The expected output is exactly the lines below, starting at the line with "Target: hat brim" and ending at the line with "[(934, 31)]", both included; no other line belongs in it.
*** Opening Information shown ***
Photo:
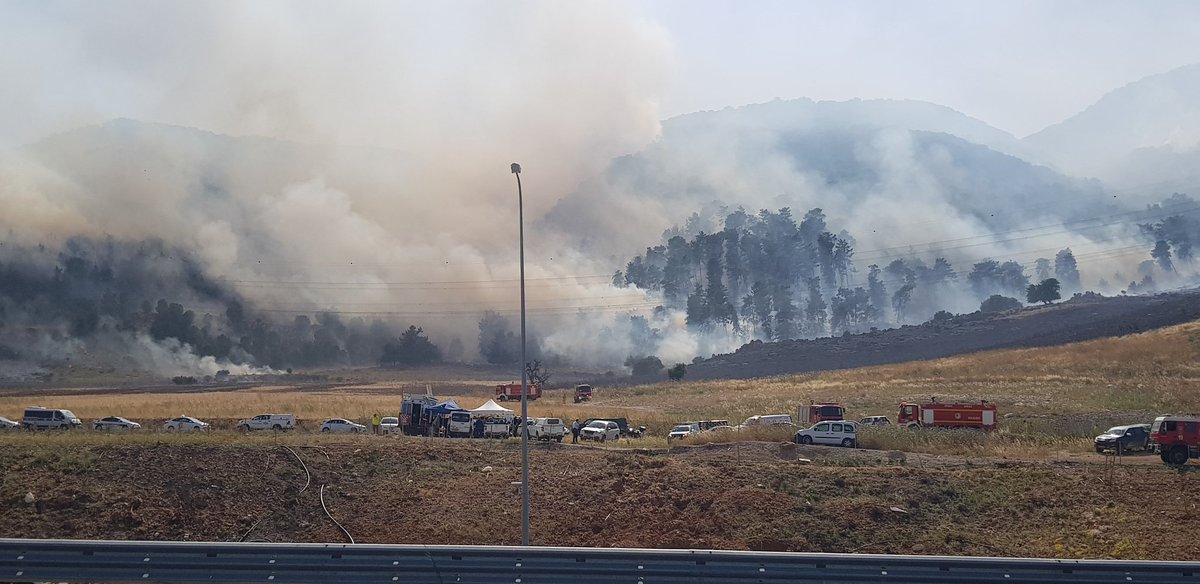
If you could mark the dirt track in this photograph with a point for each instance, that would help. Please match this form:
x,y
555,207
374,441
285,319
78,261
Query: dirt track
x,y
1083,318
754,495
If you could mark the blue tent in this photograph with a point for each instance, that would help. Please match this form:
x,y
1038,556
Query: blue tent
x,y
444,408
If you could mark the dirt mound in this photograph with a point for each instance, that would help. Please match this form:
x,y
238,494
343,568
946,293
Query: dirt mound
x,y
1081,318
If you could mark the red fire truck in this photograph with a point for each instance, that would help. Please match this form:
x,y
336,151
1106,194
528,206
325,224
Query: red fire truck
x,y
513,391
1177,438
582,392
948,415
815,413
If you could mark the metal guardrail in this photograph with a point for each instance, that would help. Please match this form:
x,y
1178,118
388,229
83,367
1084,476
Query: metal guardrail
x,y
121,561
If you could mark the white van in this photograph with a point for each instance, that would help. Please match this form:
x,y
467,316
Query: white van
x,y
39,417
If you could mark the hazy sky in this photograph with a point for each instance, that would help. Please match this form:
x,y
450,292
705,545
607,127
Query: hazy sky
x,y
1019,65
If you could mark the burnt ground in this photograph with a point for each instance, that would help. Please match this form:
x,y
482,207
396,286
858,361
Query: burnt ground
x,y
755,495
1083,318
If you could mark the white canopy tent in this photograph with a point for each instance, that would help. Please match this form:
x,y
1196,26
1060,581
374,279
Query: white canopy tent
x,y
492,409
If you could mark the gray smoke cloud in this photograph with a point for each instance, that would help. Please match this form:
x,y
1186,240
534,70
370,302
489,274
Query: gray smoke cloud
x,y
381,187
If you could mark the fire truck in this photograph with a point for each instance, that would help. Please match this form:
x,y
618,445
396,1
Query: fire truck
x,y
948,415
815,413
1177,438
513,391
414,414
582,392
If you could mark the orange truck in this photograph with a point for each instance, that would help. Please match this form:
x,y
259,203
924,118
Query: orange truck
x,y
513,391
948,415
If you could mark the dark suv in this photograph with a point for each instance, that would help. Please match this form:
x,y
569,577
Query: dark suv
x,y
1125,438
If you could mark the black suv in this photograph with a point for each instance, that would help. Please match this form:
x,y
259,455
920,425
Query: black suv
x,y
1125,438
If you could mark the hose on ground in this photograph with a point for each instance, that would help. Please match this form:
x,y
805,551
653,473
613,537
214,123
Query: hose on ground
x,y
348,536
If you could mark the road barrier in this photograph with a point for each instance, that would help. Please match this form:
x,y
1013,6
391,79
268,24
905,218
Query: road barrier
x,y
126,561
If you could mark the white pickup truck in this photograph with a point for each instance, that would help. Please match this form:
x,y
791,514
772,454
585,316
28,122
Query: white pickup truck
x,y
547,428
269,421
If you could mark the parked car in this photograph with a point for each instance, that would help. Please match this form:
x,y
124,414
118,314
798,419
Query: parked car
x,y
600,429
389,425
623,425
342,426
185,423
832,433
37,417
1125,438
268,421
114,422
546,428
682,431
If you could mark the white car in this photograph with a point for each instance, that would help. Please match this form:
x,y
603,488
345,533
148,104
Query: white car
x,y
389,425
832,433
114,422
546,428
341,426
600,429
185,423
683,431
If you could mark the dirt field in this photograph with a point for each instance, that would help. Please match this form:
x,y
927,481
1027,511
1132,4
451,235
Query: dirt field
x,y
753,495
1081,318
1032,488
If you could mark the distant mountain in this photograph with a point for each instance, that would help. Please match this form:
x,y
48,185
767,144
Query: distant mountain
x,y
1150,124
862,161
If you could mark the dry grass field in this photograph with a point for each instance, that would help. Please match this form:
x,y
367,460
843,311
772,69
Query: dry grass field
x,y
1037,476
1054,397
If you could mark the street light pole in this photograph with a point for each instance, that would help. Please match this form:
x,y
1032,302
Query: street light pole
x,y
525,377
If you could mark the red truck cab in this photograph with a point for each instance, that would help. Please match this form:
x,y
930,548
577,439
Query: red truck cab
x,y
513,391
948,415
1177,438
582,392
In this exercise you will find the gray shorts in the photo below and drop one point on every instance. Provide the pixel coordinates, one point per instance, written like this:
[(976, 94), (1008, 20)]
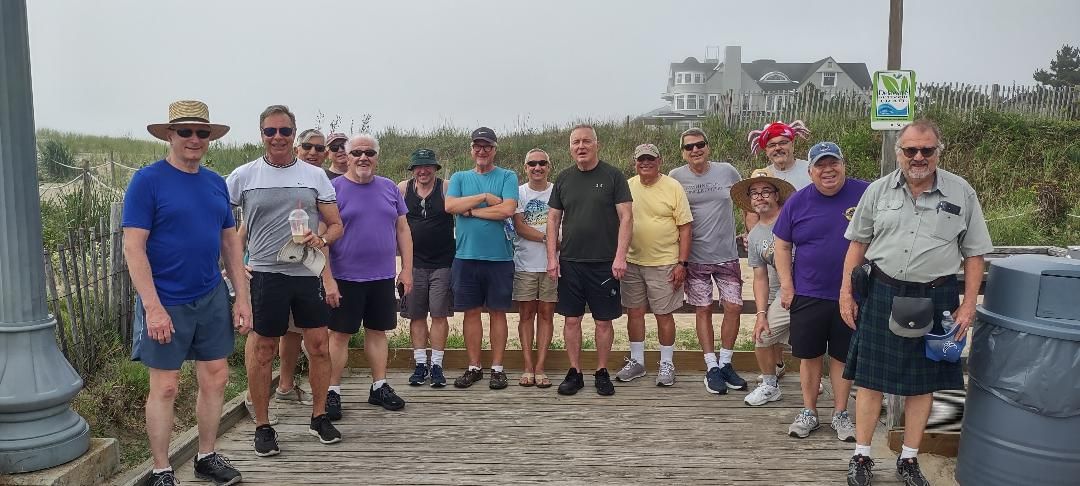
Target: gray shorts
[(431, 294)]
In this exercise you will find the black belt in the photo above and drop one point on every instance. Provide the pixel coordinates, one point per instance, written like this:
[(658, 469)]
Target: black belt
[(877, 273)]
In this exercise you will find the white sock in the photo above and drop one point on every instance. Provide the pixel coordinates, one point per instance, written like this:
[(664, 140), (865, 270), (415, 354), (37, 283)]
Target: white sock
[(725, 355), (637, 351), (666, 353), (711, 361)]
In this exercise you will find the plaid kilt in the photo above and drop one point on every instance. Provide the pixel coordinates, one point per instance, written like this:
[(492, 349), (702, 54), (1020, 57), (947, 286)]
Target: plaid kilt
[(879, 360)]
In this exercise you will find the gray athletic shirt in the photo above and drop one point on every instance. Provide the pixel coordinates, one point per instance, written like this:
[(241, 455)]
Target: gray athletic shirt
[(714, 225), (267, 194)]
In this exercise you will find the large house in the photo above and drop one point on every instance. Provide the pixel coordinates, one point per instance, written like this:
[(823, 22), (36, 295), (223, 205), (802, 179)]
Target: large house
[(697, 89)]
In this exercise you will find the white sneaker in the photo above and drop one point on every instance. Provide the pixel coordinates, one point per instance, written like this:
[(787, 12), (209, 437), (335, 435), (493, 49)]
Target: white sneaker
[(763, 394)]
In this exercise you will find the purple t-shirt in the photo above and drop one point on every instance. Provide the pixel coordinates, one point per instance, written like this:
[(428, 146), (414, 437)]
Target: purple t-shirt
[(815, 224), (369, 212)]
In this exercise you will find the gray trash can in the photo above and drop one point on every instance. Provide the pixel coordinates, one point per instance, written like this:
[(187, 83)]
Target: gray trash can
[(1022, 417)]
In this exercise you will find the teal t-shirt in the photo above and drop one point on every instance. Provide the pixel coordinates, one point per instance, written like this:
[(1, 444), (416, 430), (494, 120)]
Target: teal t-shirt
[(478, 239)]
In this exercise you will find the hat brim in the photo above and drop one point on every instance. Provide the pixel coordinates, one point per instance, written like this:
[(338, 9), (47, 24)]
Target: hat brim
[(160, 131), (742, 200)]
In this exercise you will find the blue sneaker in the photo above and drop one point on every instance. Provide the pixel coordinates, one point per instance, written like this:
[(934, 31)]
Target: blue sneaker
[(714, 381), (437, 379), (732, 378), (419, 376)]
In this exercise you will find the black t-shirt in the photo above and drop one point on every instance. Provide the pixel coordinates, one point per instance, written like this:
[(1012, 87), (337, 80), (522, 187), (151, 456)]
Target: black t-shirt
[(590, 220), (432, 227)]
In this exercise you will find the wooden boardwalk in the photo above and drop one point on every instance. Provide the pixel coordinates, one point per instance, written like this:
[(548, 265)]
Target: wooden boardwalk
[(644, 434)]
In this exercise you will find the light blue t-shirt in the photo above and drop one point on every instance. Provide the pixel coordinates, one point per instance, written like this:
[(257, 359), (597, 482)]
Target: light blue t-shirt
[(478, 239)]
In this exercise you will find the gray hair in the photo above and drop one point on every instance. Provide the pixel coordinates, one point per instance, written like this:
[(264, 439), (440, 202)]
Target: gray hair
[(275, 109), (364, 136)]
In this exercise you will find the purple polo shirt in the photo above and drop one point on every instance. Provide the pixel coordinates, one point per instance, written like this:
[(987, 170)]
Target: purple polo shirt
[(814, 224), (369, 212)]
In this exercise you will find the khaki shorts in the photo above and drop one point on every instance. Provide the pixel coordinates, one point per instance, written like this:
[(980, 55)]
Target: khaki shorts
[(780, 323), (529, 286), (650, 285)]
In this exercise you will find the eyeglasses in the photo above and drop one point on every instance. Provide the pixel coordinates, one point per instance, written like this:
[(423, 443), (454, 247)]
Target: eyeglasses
[(926, 151), (698, 145), (186, 133), (761, 193), (271, 131), (360, 152)]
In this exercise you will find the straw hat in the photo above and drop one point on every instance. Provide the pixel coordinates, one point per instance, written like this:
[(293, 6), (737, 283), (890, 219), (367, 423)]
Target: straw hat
[(759, 175), (188, 112)]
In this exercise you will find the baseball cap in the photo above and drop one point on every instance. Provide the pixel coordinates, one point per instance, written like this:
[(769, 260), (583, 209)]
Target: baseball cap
[(823, 149), (646, 149), (485, 134)]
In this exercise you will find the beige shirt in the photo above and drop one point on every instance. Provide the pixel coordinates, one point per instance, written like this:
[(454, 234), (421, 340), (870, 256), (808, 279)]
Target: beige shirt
[(918, 240)]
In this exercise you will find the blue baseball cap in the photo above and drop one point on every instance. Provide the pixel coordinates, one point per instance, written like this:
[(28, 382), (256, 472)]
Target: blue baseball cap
[(823, 149), (943, 347)]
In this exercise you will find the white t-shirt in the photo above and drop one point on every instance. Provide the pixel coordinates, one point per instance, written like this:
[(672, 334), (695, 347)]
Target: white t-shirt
[(531, 256)]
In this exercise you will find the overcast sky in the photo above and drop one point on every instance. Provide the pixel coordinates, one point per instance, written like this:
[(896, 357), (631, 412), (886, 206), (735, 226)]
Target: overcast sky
[(111, 66)]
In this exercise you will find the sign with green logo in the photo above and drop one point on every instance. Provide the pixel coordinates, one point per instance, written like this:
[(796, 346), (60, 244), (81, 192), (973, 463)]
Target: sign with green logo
[(893, 99)]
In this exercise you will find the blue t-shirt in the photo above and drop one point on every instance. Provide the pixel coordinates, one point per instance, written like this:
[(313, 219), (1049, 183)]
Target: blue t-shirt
[(814, 224), (478, 239), (185, 214)]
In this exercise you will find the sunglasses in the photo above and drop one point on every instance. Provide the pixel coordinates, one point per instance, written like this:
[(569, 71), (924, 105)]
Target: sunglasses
[(360, 152), (186, 133), (271, 131), (926, 151), (698, 145)]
*** Closing Information shown ***
→ Task solution
Target: hat brim
[(160, 131), (742, 200)]
In this exercise you will find the blue sneaker in the photo above and drop one point on every instance. Provide the pixel coordinates, one point per instance, written like this:
[(934, 31)]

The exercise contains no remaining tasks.